> Task instructions: Reproduce the lines of the listing verbatim, from the line containing "--target fur-trimmed hood" down through the end of the listing.

[Begin Record set]

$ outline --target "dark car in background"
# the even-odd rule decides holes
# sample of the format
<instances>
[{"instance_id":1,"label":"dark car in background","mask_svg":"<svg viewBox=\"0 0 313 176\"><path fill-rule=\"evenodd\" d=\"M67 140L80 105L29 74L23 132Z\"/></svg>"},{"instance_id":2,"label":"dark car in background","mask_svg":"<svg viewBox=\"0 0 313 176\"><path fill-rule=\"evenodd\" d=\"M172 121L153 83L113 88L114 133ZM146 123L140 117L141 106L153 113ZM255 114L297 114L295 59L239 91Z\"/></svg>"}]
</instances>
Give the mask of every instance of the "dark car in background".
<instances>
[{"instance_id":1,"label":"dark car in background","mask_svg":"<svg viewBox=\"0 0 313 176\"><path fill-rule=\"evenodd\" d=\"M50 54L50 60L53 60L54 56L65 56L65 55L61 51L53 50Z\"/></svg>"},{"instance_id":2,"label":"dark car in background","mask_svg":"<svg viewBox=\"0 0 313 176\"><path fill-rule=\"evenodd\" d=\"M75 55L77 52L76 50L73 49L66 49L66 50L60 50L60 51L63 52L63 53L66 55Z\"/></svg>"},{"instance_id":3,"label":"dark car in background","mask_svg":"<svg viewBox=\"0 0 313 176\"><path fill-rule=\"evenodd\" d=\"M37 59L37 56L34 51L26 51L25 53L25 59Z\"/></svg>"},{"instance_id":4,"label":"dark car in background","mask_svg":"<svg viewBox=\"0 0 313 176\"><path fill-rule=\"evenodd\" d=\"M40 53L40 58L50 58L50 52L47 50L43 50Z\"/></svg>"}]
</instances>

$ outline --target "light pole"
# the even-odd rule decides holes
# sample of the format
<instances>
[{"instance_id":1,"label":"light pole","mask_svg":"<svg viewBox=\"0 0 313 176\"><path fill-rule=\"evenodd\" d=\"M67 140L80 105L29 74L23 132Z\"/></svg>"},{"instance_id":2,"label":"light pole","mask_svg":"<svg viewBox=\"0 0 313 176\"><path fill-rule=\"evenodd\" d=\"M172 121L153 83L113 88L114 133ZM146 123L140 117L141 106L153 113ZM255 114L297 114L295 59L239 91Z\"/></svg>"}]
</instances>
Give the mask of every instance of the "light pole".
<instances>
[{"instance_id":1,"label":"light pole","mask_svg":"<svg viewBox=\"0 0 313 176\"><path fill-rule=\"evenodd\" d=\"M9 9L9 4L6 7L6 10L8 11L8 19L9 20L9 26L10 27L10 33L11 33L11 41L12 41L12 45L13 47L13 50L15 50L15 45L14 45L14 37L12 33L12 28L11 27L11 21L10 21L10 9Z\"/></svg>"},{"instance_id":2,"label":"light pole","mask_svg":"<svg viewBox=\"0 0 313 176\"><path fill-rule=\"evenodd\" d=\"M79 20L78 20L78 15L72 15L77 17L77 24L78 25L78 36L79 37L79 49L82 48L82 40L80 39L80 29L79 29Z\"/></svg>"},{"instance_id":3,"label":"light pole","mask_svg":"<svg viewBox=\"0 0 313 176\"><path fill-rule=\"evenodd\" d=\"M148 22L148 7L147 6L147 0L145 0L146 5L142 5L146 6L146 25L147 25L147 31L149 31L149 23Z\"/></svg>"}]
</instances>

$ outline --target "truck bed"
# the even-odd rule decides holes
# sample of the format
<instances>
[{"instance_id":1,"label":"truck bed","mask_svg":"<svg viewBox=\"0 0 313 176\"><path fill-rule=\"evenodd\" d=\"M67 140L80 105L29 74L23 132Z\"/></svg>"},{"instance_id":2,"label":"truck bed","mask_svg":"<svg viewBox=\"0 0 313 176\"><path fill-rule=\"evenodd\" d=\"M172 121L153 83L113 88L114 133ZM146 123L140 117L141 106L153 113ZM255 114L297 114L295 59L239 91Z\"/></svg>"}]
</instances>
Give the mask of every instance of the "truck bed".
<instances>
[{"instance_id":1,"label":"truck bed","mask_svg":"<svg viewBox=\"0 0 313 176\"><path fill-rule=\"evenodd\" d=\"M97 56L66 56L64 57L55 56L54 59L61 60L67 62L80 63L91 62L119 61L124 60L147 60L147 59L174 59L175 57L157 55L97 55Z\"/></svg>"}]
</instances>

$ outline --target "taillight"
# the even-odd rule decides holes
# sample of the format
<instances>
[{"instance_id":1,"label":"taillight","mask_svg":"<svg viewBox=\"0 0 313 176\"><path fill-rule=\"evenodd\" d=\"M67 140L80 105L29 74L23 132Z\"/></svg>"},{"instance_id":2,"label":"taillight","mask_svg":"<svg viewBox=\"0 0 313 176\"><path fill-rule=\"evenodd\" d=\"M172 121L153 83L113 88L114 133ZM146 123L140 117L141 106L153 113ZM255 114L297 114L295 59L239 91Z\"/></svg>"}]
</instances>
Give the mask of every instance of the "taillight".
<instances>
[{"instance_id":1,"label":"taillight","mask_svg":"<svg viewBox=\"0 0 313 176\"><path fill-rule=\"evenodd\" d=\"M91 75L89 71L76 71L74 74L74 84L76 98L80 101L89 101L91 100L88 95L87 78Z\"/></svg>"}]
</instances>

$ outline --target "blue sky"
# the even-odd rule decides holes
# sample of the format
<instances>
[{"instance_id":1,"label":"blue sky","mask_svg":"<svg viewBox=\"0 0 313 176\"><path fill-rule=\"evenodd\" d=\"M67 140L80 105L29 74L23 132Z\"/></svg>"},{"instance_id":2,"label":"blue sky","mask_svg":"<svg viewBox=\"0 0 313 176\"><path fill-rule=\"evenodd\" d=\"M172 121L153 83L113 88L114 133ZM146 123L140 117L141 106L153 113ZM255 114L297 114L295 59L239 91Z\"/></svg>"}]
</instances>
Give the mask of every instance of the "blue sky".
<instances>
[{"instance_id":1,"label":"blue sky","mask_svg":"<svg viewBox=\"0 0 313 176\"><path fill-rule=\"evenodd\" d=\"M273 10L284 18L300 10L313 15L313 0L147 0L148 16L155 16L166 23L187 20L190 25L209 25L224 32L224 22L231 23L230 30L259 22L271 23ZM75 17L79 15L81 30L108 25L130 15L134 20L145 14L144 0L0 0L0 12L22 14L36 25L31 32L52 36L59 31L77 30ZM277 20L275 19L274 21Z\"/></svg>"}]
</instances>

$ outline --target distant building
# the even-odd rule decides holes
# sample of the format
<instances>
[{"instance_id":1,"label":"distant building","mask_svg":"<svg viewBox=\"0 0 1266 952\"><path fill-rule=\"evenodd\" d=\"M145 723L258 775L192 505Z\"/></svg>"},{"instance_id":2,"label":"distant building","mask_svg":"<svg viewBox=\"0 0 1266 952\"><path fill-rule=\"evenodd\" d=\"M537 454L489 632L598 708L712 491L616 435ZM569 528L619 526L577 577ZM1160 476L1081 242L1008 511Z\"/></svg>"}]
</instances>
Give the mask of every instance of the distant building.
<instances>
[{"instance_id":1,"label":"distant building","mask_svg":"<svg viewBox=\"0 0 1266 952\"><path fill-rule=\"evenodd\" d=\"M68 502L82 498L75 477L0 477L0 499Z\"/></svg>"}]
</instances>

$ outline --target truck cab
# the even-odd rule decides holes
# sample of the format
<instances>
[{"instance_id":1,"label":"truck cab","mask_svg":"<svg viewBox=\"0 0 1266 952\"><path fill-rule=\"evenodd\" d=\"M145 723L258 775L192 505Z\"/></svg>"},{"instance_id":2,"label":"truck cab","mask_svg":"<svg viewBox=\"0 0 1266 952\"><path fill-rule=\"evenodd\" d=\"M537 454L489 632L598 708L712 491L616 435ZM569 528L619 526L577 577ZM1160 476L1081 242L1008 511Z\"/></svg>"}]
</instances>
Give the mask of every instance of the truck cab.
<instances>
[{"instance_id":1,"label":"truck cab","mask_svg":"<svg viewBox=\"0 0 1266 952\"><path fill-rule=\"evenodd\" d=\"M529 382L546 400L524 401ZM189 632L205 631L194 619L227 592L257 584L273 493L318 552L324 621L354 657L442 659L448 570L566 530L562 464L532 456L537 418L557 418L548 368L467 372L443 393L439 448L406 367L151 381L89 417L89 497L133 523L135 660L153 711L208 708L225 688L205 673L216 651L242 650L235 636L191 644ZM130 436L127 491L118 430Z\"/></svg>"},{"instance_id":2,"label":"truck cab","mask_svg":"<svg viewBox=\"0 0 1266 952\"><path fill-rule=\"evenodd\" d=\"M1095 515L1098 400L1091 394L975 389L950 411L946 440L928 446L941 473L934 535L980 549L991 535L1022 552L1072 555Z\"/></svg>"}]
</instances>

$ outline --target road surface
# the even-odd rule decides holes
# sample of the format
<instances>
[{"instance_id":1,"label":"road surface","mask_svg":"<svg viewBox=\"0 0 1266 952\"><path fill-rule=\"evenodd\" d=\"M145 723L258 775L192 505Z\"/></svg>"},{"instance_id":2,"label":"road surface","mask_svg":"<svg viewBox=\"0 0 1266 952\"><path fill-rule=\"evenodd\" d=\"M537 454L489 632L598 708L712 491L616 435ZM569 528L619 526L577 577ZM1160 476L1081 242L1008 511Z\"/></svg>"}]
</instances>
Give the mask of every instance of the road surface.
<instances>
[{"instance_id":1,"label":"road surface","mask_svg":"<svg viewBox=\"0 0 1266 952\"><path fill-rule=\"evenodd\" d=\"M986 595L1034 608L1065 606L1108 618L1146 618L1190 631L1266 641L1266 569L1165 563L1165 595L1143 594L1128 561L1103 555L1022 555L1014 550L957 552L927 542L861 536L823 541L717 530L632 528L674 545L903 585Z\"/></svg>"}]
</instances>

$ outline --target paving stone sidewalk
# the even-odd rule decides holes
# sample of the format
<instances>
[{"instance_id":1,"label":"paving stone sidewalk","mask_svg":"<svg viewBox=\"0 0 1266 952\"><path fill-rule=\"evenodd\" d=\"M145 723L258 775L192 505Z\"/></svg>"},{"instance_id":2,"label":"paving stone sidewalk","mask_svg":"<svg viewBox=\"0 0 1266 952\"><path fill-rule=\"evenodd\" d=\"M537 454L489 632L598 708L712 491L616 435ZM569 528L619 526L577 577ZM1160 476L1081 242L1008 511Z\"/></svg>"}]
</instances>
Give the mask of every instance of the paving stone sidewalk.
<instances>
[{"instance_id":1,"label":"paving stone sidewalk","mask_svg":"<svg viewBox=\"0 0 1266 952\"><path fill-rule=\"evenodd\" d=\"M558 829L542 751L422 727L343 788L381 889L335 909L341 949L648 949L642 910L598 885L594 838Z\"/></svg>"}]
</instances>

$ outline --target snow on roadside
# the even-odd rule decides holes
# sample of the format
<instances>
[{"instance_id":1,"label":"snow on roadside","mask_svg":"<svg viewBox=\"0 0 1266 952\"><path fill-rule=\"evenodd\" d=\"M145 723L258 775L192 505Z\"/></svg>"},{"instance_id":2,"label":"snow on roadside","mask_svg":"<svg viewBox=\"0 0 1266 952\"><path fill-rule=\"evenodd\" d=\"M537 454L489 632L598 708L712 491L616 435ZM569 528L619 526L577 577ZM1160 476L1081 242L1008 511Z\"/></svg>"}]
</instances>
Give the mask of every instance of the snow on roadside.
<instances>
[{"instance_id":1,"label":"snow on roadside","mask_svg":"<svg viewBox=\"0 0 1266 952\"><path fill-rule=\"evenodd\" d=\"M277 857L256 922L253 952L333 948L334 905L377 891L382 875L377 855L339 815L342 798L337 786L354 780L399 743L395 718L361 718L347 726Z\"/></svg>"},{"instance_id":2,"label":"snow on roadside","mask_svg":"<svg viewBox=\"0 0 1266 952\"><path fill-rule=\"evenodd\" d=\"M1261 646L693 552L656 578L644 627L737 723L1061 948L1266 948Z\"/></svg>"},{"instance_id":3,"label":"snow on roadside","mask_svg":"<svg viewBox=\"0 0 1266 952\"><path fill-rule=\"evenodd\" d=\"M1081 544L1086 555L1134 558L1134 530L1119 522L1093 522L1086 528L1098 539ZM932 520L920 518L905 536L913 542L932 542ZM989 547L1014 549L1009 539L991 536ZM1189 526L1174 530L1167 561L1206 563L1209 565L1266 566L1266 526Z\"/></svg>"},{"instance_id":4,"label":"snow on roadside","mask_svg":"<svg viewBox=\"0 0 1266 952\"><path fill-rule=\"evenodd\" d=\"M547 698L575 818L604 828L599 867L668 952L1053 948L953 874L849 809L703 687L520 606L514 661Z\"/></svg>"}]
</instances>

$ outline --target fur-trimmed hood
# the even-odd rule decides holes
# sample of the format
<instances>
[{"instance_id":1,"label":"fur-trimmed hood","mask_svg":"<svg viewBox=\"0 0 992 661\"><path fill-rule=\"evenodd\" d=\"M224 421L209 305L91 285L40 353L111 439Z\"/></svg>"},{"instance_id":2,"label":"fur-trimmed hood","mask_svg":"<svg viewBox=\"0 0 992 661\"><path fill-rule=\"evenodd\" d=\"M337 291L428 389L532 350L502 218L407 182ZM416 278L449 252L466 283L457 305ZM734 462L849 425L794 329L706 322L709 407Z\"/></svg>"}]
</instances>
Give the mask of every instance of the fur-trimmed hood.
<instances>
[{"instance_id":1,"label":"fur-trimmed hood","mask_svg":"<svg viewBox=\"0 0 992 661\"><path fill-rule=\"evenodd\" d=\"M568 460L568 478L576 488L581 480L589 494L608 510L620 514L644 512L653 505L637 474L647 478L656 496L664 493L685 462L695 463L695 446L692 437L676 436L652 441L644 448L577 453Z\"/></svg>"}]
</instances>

[End Record set]

> Answer for this exercise:
$ outline --target fur-trimmed hood
# the even-odd rule decides holes
# sample of the format
<instances>
[{"instance_id":1,"label":"fur-trimmed hood","mask_svg":"<svg viewBox=\"0 0 992 661\"><path fill-rule=\"evenodd\" d=\"M224 421L209 305L91 285L40 353L111 439Z\"/></svg>"},{"instance_id":2,"label":"fur-trimmed hood","mask_svg":"<svg viewBox=\"0 0 992 661\"><path fill-rule=\"evenodd\" d=\"M337 291L428 389L532 350L502 218L407 182ZM416 278L449 252L466 283L457 305ZM734 462L849 425L794 329L706 322L709 407Z\"/></svg>"}]
</instances>
Give the mask of every instance of the fur-trimmed hood.
<instances>
[{"instance_id":1,"label":"fur-trimmed hood","mask_svg":"<svg viewBox=\"0 0 992 661\"><path fill-rule=\"evenodd\" d=\"M568 460L568 478L576 488L581 480L589 494L608 510L620 514L644 512L653 505L637 474L647 478L656 496L664 493L685 462L695 463L695 446L692 437L676 436L652 441L644 448L577 453Z\"/></svg>"}]
</instances>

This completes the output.